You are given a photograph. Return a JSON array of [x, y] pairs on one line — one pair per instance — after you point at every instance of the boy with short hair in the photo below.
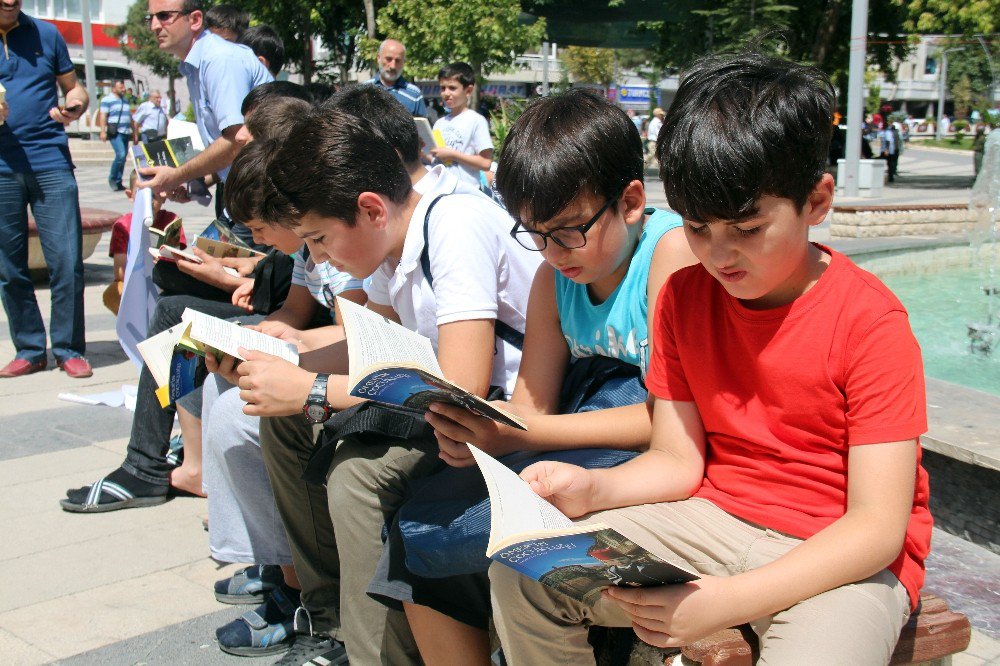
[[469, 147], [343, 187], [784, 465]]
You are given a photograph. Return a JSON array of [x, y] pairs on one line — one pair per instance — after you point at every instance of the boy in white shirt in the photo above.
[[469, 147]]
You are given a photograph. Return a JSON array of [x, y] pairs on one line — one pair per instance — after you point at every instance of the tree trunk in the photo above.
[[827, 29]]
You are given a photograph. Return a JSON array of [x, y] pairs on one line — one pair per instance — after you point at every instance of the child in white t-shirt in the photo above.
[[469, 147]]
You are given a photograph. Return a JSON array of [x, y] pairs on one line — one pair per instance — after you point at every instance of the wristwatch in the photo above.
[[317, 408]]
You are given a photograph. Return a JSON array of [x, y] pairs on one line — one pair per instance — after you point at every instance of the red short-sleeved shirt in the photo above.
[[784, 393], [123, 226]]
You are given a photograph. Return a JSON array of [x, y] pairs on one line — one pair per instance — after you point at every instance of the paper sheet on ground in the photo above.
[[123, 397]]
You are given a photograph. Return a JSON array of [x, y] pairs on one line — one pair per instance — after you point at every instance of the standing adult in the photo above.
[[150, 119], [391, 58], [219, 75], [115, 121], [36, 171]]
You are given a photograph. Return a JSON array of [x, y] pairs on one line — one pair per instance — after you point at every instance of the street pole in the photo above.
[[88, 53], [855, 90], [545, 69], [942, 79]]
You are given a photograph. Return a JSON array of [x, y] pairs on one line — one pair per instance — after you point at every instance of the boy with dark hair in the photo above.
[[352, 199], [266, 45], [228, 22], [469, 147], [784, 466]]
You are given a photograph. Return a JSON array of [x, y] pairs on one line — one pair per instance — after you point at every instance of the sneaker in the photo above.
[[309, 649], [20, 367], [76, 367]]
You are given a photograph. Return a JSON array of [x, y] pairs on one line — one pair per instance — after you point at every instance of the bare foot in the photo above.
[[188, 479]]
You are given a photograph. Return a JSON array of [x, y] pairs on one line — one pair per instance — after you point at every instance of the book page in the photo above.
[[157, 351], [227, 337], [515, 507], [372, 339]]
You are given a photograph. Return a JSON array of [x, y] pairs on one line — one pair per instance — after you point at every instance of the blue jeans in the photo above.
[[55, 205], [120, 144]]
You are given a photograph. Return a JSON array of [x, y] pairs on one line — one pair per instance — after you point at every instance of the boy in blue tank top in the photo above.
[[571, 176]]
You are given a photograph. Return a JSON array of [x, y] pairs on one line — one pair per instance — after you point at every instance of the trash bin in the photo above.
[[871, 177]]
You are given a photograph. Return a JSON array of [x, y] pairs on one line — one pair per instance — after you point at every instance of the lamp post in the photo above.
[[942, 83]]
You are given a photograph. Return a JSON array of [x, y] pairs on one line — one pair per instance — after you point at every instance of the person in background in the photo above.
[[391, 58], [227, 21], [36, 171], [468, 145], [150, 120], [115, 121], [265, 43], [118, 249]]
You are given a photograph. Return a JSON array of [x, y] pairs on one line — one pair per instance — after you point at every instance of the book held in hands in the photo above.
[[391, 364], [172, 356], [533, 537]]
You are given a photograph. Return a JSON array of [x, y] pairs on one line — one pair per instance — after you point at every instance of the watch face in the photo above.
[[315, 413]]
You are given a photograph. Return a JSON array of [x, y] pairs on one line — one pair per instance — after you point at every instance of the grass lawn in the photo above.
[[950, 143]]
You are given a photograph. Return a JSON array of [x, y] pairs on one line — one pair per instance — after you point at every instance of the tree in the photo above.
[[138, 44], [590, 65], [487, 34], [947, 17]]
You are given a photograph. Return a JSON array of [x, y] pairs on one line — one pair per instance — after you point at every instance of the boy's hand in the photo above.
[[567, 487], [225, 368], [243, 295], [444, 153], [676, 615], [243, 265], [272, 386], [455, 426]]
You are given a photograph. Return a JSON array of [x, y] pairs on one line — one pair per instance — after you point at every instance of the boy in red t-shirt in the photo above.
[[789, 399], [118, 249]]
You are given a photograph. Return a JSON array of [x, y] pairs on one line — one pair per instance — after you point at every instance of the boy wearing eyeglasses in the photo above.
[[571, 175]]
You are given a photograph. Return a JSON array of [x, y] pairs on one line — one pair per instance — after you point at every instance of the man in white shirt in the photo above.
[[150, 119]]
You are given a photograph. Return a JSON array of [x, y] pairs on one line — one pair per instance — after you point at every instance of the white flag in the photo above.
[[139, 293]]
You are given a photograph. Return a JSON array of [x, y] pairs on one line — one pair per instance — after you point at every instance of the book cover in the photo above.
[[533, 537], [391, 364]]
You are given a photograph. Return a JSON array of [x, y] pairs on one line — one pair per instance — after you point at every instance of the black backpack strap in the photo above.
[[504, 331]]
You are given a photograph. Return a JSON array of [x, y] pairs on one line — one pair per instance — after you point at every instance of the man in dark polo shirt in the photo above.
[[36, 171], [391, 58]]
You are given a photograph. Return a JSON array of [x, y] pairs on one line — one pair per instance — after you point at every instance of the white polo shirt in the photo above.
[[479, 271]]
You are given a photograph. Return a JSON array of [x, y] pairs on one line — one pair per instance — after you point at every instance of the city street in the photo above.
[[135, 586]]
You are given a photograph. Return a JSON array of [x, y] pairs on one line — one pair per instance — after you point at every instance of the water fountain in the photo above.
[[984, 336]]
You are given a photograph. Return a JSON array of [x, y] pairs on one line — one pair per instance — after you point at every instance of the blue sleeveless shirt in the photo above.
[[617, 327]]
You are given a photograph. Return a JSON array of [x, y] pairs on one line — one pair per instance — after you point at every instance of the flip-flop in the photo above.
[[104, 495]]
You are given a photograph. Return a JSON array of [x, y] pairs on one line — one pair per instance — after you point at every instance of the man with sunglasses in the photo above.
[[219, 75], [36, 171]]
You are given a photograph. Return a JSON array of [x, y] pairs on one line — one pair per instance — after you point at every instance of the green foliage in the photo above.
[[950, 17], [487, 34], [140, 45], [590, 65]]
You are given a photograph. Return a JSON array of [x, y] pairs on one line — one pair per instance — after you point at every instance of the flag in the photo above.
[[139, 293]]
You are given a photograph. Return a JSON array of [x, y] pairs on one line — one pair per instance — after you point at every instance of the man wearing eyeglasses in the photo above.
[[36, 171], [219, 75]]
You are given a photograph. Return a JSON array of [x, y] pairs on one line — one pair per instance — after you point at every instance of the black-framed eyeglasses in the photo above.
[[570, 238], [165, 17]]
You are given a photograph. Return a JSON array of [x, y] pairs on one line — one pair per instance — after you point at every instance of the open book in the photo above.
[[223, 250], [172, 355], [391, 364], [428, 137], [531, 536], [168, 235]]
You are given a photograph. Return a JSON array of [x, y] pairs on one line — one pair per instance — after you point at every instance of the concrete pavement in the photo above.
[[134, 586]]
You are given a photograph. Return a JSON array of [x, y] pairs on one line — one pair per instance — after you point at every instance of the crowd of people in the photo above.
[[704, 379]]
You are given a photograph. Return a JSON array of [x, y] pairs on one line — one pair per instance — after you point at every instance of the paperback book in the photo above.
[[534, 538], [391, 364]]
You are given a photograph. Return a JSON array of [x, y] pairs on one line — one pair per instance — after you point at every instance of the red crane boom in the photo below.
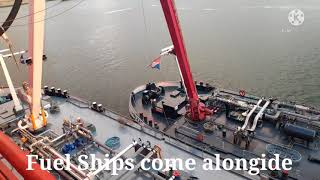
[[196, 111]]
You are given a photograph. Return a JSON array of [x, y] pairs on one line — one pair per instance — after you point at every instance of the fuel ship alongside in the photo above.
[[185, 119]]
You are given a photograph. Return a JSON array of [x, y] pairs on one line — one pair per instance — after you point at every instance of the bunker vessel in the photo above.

_ _ _ _

● Task instructions
Down to the last line, set down the data above exactly, and omit all images.

● Your response
You are given a photograph. Return a JSON array of [x, y] pairs on one line — one pair per instance — after you point at every instance of the boy with short hair in the photo below.
[[469, 147], [343, 187], [784, 465]]
You are given a photograph. Return a JSON array of [x, y] pairs on one line — one pair per instance — after you point at every instance of the boy in white shirt in the photo above.
[[469, 147]]
You are given a photograph. Return a JSON array of [x, y] pairs on one line — one pair per instance — after you point at every instance of the tree trunk in the photo above.
[[827, 29]]
You are given a photograph. Return a JSON array of [x, y] pairs on one line — one pair per instance — after you point at every instance of the child in white t-shirt in the photo above.
[[469, 147]]
You are given a photograph. Return a JSON array of [x, y] pairs on one line — one pair per instance — after you point at every instance of the wristwatch in the photo above.
[[317, 408]]
You are given a photograph. Return a JSON array of [x, y] pairs on one line — one pair per instance — after you point at every instance of the red short-sleeved shirt in the photo above.
[[784, 393], [123, 226]]
You are given a photograph. Return a JSON array of [x, y] pairs on one line — one pair per instance — after you point at every instance of the paper sheet on ground in the photo above.
[[123, 397]]
You are given a photograph. Return a JSON array of [x, y] pairs on one line — one pair per instance — after you point at every instance of the standing adult in the photo above.
[[150, 119], [391, 58], [219, 75], [115, 121], [36, 171]]
You are given a photograph. Return a JSON array of [x, y] pairs on one line — one pair per instance — after you point at every instance of the street pole in the photo above.
[[88, 53], [855, 90], [545, 69], [942, 79]]
You are given a photograph. Return a JSON array of [x, y] pairs on one line — one pair per instance — after you point at every instance of the boy with dark hair in the photo above.
[[352, 199], [266, 45], [228, 22], [469, 147], [784, 466]]
You are given a photograph. Return a JSON array of [x, y] pairs on one line — one pair per instance — after you point at every instance of the sneaker in the photo above.
[[309, 649], [20, 367], [76, 367]]
You are given a photograph. Return a JSON array of [x, y] pairs on one line — one pair per instance — after you point at every instance of the bare foot in the photo above.
[[188, 479]]
You are given a photograph. Return a JSON array of [x, y] pairs on one line — one pair per instance — after you point at every instance of the book page in the photo above.
[[157, 351], [227, 337], [515, 507], [372, 339]]
You are given a photograph. Return a JSON array of [x, y] pairs on one line — one pair per instance — after you point at every instance of the blue jeans in the photo above.
[[55, 205], [120, 144]]
You are given a photograph. Return a JSON array of [x, y] pairs on one line — one pair per instance — after you point at every instance of the boy in blue tank top in the photo above.
[[571, 176]]
You are given a photograph. Return a JSON array of [x, y] pairs on one line — one pair per instance — after you point at every instance of the trash bin in the photo above.
[[871, 177]]
You are given a photograph. Return a JSON array of [x, y] pairs on one line — one pair per instance — after you point at every instance of the lamp post in the photo above.
[[942, 83]]
You are given a photograph. Return a JSON array of [x, y] pairs on one line — one pair per instance — after you point at every instance of the person in background in the photo above.
[[391, 58], [227, 21], [36, 171], [468, 145], [150, 120], [115, 121], [265, 43], [118, 249]]
You are given a photograph. Return a JSON array of [x, y] pairs on one line — one pair per instance — after you point at every instance of the book held in hands in the photo above.
[[391, 364], [172, 356], [533, 537]]
You are given a photograph. Return a JSON array of [x, y] pairs on one line — one pair per instance — after you point at every instance of the watch face in the photo above.
[[315, 413]]
You are given a photograph. Return a JSON array of [x, y] pairs on one line — one pair per instance — after you point at every instance of the grass lawn in the photo above.
[[950, 143]]
You are given a photograph. Return a JSON array of [x, y] pairs on one line — one pair per instance — after you point at every instance of the tree in the photo above.
[[138, 44], [590, 65], [487, 34], [947, 17]]
You are given a photograph. Return a JSON array of [x, y] pairs on one line — one pair per instance — after you point at every instance of the boy's hand in the photo above.
[[567, 487], [225, 368], [243, 295], [444, 153], [676, 615], [243, 265], [272, 386], [455, 426]]
You are given a photograph. Return a JSON array of [x, y] pairs on one line — one pair per instance — after you point at every instance of the boy in red t-shirt in the photo above.
[[789, 399], [118, 249]]
You are given a photograph. Return a JSON array of [x, y] pairs on one line — one pair per instance — after you point at every instance of the boy wearing eyeglasses in the photo above.
[[571, 175]]
You are given a photograph. Return a JSON array of [x, y] pairs on one line — one pair per instance — after you point at every instance of the man in white shirt in the photo above.
[[150, 119]]
You are given a photograph. Return a JSON array of [x, y] pairs on one line — one pair per instance — after you point at every instance of the white flag in the photo above.
[[139, 293]]
You are given a photograph. Return a JSON array of [x, y] pairs on one line — one pair per instance — after you point at every instance of the book cover in the photo above.
[[533, 537], [391, 364]]
You are given a photograph. Return a JSON array of [x, y] pairs on one line — one pair per instance — after you point at every instance of the black backpack strap in the photo above.
[[504, 331]]
You are given a photograph. Return a JSON array of [x, y] pairs on one line — one pair per instance — after you point at every instance of the man in dark polo shirt in the photo above.
[[36, 171], [391, 58]]
You are given a photograph. Return a JSON array of [x, y] pairs on one line — one pair per instance — after you point at every instance of the white polo shirt in the photo above.
[[479, 271]]
You are given a photograph. Return a JSON array of [x, y] pairs on one line — one pair per instance — after you point at every instance of the city street in the photo above.
[[135, 586]]
You are given a photograph. Return a JSON array of [x, y] pairs on one line — one pair per instance — after you point at every instance of the water fountain in the photo above.
[[984, 336]]
You are given a photograph. Return a JSON array of [x, y] pairs on one line — one pair per instance — after you point at every instance of the blue sleeveless shirt in the photo above.
[[617, 327]]
You are given a photograph. Return a JSON array of [x, y] pairs on one line — one pair per instance — after you point at every instance of the flip-flop in the photo above.
[[104, 495]]
You are given a photograph. Return a JSON array of [x, y] pairs on one line — one pair per instance — after you point at every instance of the man with sunglasses in the photo above.
[[219, 75], [36, 171]]
You are given a photograph. Return a JSON array of [x, y] pairs on one line — one pair per instance — after you point at every instance of the green foliage in the photo above.
[[950, 17], [487, 34], [140, 45], [590, 65]]
You are given a photograph. Return a JSON array of [x, y] pairs on one line — one pair per instance — after you point at every instance of the flag in the photo above.
[[139, 293]]
You are given a photograph. Return a JSON array of [x, y] pairs on one line — one pair per instance — after you point at every instance of the man wearing eyeglasses in the photo above.
[[36, 171], [219, 75]]
You are given a photograph. Return a JSON array of [x, y] pairs on one line — one pair per instance — after you point at every instance of the black-framed eyeglasses in the photo above.
[[570, 238], [165, 17]]
You are given a photograph. Return a JSON array of [x, y] pairs on one line — one pair per instance — after you point at every instance of the open book in the photo above.
[[223, 250], [172, 355], [391, 364], [428, 137], [531, 536], [168, 235]]
You are given a photograph. Return a JSON array of [x, y] pairs on one line — one pair per instance — after you point at every instance of the concrete pavement in the photo above.
[[134, 586]]
You are given a photograph. Return a JSON array of [x, y] pairs on one line — one pair per instance — after you point at every instance of the crowd of people in the photo above.
[[704, 379]]
You are given a photograph. Return a JSON array of [x, y] pairs on one line — one pair per instance — after you point at every instance of the paperback book in the photo above.
[[534, 538], [391, 364]]
You are given a photograph. Return a JSON array of [x, y] pairs on one line — one pair per instance — after you point at every instance of the red crane boom in the photo below.
[[196, 111]]
You are given a photograph. Return a JSON array of [x, y] pairs on one line — one pair per instance — after you point at every instance of the fuel ship alongside in the photo above.
[[185, 119]]
You are given a photograph. Return a JSON array of [x, y] pairs on one line — one pair per instance — after you point at every instance of the bunker vessel in the photo above.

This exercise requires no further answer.